### WORK REQUEST
Every line of the data is to be output verbatim.

[Entries taken from a collection]

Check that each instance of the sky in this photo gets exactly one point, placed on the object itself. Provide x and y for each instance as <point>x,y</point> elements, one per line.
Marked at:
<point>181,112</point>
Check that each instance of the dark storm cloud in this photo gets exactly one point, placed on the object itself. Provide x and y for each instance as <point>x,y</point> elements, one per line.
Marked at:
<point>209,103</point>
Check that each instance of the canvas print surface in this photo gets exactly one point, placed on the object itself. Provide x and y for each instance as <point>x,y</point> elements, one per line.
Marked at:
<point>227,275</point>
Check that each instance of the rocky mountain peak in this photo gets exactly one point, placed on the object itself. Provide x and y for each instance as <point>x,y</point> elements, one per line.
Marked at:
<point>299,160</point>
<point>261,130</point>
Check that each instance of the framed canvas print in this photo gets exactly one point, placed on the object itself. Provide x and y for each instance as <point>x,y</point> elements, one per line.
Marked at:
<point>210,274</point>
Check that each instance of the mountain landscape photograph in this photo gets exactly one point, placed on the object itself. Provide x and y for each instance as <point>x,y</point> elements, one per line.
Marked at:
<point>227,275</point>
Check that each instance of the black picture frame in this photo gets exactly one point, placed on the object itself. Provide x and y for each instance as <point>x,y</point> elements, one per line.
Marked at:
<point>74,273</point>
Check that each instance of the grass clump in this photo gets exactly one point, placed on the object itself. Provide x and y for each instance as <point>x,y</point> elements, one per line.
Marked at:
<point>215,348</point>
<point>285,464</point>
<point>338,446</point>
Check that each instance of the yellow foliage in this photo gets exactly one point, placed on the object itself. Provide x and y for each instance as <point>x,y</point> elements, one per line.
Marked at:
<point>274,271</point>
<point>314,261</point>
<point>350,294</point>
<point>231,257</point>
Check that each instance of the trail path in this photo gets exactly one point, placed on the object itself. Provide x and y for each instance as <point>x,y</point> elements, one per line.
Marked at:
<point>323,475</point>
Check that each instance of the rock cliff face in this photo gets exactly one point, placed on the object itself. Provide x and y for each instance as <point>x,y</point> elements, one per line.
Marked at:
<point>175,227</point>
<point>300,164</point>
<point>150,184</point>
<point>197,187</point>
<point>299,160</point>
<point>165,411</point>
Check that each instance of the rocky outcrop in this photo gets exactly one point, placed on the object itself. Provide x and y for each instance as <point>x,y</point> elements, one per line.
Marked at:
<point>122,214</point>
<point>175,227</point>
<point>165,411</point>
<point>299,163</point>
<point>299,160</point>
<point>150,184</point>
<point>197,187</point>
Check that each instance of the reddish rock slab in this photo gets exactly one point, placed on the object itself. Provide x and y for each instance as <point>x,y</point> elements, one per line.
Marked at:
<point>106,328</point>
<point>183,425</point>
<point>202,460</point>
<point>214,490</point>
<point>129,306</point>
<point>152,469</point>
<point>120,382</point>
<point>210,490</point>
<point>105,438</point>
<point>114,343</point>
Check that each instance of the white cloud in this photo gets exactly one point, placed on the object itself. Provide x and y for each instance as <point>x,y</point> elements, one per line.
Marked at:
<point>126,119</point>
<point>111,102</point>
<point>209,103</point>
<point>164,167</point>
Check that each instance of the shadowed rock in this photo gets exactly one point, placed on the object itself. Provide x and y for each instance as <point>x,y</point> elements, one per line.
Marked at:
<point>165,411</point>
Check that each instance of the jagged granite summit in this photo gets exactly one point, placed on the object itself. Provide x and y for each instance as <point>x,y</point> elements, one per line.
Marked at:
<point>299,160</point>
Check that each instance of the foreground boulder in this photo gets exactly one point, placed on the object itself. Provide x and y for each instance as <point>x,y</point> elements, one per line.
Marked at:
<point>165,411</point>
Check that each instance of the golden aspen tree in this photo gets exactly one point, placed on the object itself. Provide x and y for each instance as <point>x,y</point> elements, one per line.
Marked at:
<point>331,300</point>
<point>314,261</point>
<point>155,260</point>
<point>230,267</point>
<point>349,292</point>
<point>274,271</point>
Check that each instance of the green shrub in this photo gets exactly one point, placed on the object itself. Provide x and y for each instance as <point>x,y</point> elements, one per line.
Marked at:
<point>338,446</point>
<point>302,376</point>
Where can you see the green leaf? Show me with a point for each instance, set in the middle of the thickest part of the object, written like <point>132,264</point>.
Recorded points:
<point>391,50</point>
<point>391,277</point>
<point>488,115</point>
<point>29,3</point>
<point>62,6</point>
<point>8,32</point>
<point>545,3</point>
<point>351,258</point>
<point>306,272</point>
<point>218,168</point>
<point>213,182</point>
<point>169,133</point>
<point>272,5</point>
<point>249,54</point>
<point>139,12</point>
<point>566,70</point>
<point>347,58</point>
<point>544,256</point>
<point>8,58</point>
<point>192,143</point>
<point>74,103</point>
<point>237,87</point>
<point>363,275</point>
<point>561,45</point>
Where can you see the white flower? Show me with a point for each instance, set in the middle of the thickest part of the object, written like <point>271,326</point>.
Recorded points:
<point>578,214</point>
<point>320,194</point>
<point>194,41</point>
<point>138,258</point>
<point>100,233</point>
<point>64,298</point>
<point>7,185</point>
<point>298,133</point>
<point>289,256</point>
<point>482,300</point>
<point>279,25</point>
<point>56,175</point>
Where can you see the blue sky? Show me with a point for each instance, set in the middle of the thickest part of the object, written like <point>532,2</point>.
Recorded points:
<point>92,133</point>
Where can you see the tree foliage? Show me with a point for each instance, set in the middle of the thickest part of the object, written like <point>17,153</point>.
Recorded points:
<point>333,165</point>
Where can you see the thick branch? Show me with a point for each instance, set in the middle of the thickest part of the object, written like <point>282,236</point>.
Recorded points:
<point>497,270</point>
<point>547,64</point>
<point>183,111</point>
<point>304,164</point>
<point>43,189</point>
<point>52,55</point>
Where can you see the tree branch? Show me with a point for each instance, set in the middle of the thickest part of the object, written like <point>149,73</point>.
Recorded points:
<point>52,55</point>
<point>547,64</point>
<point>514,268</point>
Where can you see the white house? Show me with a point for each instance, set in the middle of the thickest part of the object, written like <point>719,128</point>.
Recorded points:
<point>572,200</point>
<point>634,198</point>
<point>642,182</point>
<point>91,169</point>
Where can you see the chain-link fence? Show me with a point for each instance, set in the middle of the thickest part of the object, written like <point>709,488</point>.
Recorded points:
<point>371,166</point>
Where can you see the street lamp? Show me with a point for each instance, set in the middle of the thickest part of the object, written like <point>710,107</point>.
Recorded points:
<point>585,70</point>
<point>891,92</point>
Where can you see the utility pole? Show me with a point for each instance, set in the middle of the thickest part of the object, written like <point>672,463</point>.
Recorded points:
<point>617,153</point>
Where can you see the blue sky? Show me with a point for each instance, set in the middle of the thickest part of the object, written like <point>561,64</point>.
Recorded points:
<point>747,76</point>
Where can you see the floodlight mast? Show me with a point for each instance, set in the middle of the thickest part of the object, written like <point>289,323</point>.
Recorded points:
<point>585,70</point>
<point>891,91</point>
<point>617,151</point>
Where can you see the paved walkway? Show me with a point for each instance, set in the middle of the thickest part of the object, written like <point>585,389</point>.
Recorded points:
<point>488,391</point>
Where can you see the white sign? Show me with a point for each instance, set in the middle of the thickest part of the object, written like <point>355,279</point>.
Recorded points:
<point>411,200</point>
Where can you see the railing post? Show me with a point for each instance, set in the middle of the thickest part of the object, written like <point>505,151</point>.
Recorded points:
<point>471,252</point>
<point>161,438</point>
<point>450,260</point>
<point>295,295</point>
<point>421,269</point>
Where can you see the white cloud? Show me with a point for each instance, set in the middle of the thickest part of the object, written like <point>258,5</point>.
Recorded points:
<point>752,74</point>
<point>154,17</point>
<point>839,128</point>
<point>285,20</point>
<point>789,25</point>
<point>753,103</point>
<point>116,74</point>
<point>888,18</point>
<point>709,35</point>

### THE COMPLETED TASK
Check that each instance of the sky in this photo gets exactly one point, placed on the object itself. Provide x and y for each instance as <point>x,y</point> elements, one per line.
Marked at:
<point>181,112</point>
Check that each instance of the dark storm cloud in this photo gets exactly one point, placed on the object itself. Provide x and y for each instance as <point>x,y</point> elements, one per line.
Marked at:
<point>209,103</point>
Check that each instance of the canvas print surface in this photo gets exactly one point, placed on the object itself. Provide x and y for each instance as <point>x,y</point> elements, one per line.
Marked at:
<point>227,275</point>
Check that each instance of the rocky mountain peak in this photo gets exactly one point, placed on the object itself. Provide x and y for each instance as <point>x,y</point> elements, one per line.
Marked at:
<point>299,160</point>
<point>261,130</point>
Check that each instance of the framed canvas print in this photo gets exactly one point, placed on the object itself. Provide x and y for each instance as <point>x,y</point> elements, one per line.
Marked at:
<point>210,274</point>
Check that each instance of the mountain landscape photograph in this photo gets exactly one point, placed on the object itself. Provide x and y for each instance as <point>x,y</point> elements, one per line.
Marked at:
<point>227,275</point>
Check that each instance of the black picture frame in this photo gets exactly one point, placed on the object itself. Provide x and y for each instance as <point>x,y</point> elements, one per line.
Marked at:
<point>74,273</point>
Check that each instance of the grass clump in this photo gets exactly one point, placed on the object itself. Provide x and y for each instance as <point>x,y</point> elements, one per line.
Marked at:
<point>215,348</point>
<point>285,464</point>
<point>338,446</point>
Check that each instance of the yellow foliage in this photo gets exactly one point, placed on the object itself. Provide x and y for each instance as <point>x,y</point> elements, one per line.
Marked at:
<point>274,271</point>
<point>314,261</point>
<point>350,294</point>
<point>231,257</point>
Check that each instance of the trail path in this photo gets exactly one point, placed on the object itself. Provide x and y for each instance as <point>x,y</point> elements, one per line.
Marked at:
<point>323,475</point>
Check that each instance of the rock cliff face in this photo gets exactly one point, placed on the object itself. Provide x and y for each instance as <point>x,y</point> elements, one per line.
Marked at:
<point>175,227</point>
<point>300,164</point>
<point>150,184</point>
<point>197,187</point>
<point>299,160</point>
<point>165,411</point>
Check that each instance of the rocky outcrop in this photo gets exactly one point, placed on the object itself. Provide x and y for each instance as <point>x,y</point> elements, one per line.
Marked at:
<point>122,214</point>
<point>175,227</point>
<point>165,411</point>
<point>299,163</point>
<point>299,160</point>
<point>150,184</point>
<point>197,187</point>
Check that each instance of the reddish rock slab in this photo gets exactly one point, placed on the object itself. Provide x and y for each instance as <point>x,y</point> elements, one per line.
Marked at:
<point>106,328</point>
<point>183,425</point>
<point>202,460</point>
<point>214,490</point>
<point>129,306</point>
<point>152,469</point>
<point>120,382</point>
<point>210,490</point>
<point>105,438</point>
<point>114,343</point>
Check that each instance of the white cloud in this photo gets exactly one point, placed on the object itself. Provide x and y for each instance as <point>x,y</point> elements, one per line.
Marked at:
<point>126,119</point>
<point>111,102</point>
<point>209,103</point>
<point>164,167</point>
Check that each instance of the shadowed rock in this photo gets exactly one point, placed on the object itself. Provide x and y for each instance as <point>x,y</point> elements, one per line.
Marked at:
<point>165,411</point>
Check that each instance of the jagged granite summit in this photo gets exactly one point, placed on the object itself. Provide x and y for each instance as <point>x,y</point> elements, one per line.
Marked at:
<point>299,160</point>
Check that each instance of the foreground boulder in this photo gets exactly one point, placed on the object itself. Provide x and y for each instance as <point>x,y</point> elements, one per line.
Marked at:
<point>165,411</point>
Check that each instance of the golden aspen tree in this photo gets exactly one point, placed on the object itself. Provide x and y for each instance as <point>x,y</point> elements, one per line.
Marked at:
<point>331,300</point>
<point>314,261</point>
<point>155,260</point>
<point>230,267</point>
<point>349,292</point>
<point>274,271</point>
Check that each instance of the green shrub in this photo gets exactly one point, placed on the object itself. Provide x and y for each instance as <point>x,y</point> elements, one per line.
Marked at:
<point>338,446</point>
<point>302,376</point>
Where can you see the green leaf? Show me with a point for each instance, set in the middle of the thickest part of the object, written like <point>132,264</point>.
Recorded points:
<point>391,50</point>
<point>391,277</point>
<point>488,115</point>
<point>29,3</point>
<point>62,6</point>
<point>8,32</point>
<point>545,3</point>
<point>351,258</point>
<point>306,272</point>
<point>218,168</point>
<point>213,182</point>
<point>169,133</point>
<point>272,5</point>
<point>249,54</point>
<point>139,12</point>
<point>566,70</point>
<point>347,58</point>
<point>544,256</point>
<point>8,58</point>
<point>192,143</point>
<point>74,103</point>
<point>237,87</point>
<point>363,275</point>
<point>561,45</point>
Where can you see the white flower? Show me with a point for each instance, set in the middle of the thickest part of the object, written like <point>271,326</point>.
Recorded points:
<point>578,214</point>
<point>320,194</point>
<point>194,41</point>
<point>138,258</point>
<point>100,233</point>
<point>64,298</point>
<point>7,185</point>
<point>298,133</point>
<point>289,256</point>
<point>482,300</point>
<point>279,25</point>
<point>56,175</point>
Where can you see the blue sky? Show me with a point for each instance, set in the middle of the thickest part of the object, written like <point>532,2</point>.
Recorded points:
<point>92,133</point>
Where can you see the tree foliage? Show me with a point for each instance, set in the middle of the thickest part of the object, written like <point>17,153</point>.
Recorded points:
<point>333,165</point>
Where can you see the thick branch? Show me with a point for each instance, set in the middle of the thickest part of the object, written like <point>282,236</point>.
Recorded points:
<point>497,270</point>
<point>547,64</point>
<point>183,111</point>
<point>304,164</point>
<point>43,189</point>
<point>52,55</point>
Where can you see the tree branch? Show me with a point for each instance, set in the middle of the thickest part of the object, written like <point>149,73</point>.
Recorded points:
<point>52,55</point>
<point>547,64</point>
<point>514,268</point>
Where can you see the white house? Show me with a point for each instance, set in the middle of the thickest part of the object, written like <point>719,128</point>.
Recorded points:
<point>572,200</point>
<point>634,198</point>
<point>642,182</point>
<point>91,169</point>
Where can you see the chain-link fence? Show me with a point for each instance, set in the middle of the thickest part of the object, written like <point>709,488</point>.
Recorded points:
<point>371,166</point>
Where can you see the street lamp? Show me with a point for each instance, set in the middle of the thickest part of the object, written like <point>710,107</point>.
Recorded points:
<point>585,70</point>
<point>891,92</point>
Where can you see the utility pole? Show me with a point for each instance, set in the middle of the thickest part of the object, written like <point>672,463</point>.
Recorded points:
<point>617,153</point>
Where can you see the blue sky? Show me with a point for each instance, set in the middle of the thickest part of the object, written like <point>561,64</point>.
Recorded points:
<point>747,76</point>
Where can you see the floodlight mast? Show me with a point for each instance, set in the middle of the thickest part of the object, written like <point>289,323</point>.
Recorded points:
<point>585,70</point>
<point>891,91</point>
<point>617,151</point>
Where can you see the paved walkway? Show me with a point for each instance, set in the middle of the thickest part of the object, written like <point>585,389</point>.
Recorded points:
<point>488,391</point>
Where can you see the white sign? Show me with a point for each instance, set in the middle of the thickest part of the object, written like <point>355,279</point>.
Recorded points:
<point>411,200</point>
Where can you see the railing post? Show me with a point for each instance, set in the middle of the thickest part of the object, written like <point>505,151</point>.
Recorded points:
<point>471,252</point>
<point>161,438</point>
<point>450,260</point>
<point>295,295</point>
<point>421,269</point>
Where can you see the white cloud? Show me with a point for each instance, set in the middle of the thickest part of the object, written like <point>258,5</point>.
Recorded points:
<point>752,74</point>
<point>154,17</point>
<point>839,128</point>
<point>285,20</point>
<point>789,25</point>
<point>753,103</point>
<point>116,74</point>
<point>888,18</point>
<point>709,35</point>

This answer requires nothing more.